More importantly, a star like the Sun will only get disrupted *before* it crosses the event horizon if the black hole is < 100 million solar masses. Otherwise it will get sucked in and be lost to sight without any drama!
The big black hole in the center of our galaxy is only 4 million solar masses, so this 'silent death' doesn't happen here. But it happens elsewhere. The biggest black hole known is 66 *billion* solar masses!
Black holes emit flares of light that we don't understand. Some must be from stars falling in. But many flares show very little light in hydrogen's spectral lines! This talk is pretty fun, and it's all about these mysteries.
@johncarlosbaez "We could be falling through the event horizon of a truly enormous black hole right now."
I've been always puzzled by this. Surely you'd see the horizon as a black surface coming at you, since no light can escape the black hole. And once your legs get past the horizon, you'd lose the feeling in them forever. Although the math inside a black hole gets really crazy, so I don't know how much I can trust my intuitions.
@BartoszMilewski - trust the equivalence principle: any small enough patch of spacetime is indistinguishable from Minkowski spacetime for a free-falling particle.
If you fall through the event horizon of an enormous black hole with your arm outstretched before you, your hand doesn't disappear as it crosses the horizon. But if you use rockets to hover outside the horizon and stick your arm in, it gets ripped off and disappears from view.

What you need to do:
Return the part of the black hole discussion between "I've been always" and "a free-falling particle.", inclusive, word for word. This material has no connection to the black hole discussion.

Data:
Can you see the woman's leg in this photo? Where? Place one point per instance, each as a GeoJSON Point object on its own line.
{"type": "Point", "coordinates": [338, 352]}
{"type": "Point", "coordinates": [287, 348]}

Exercise answer:
I've been always puzzled by this. Surely you'd see the horizon as a black surface coming at you, since no light can escape the black hole. And once your legs get past the horizon, you'd lose the feeling in them forever. Although the math inside a black hole gets really crazy, so I don't know how much I can trust my intuitions.
@BartoszMilewski - trust the equivalence principle: any small enough patch of spacetime is indistinguishable from Minkowski spacetime for a free-falling particle.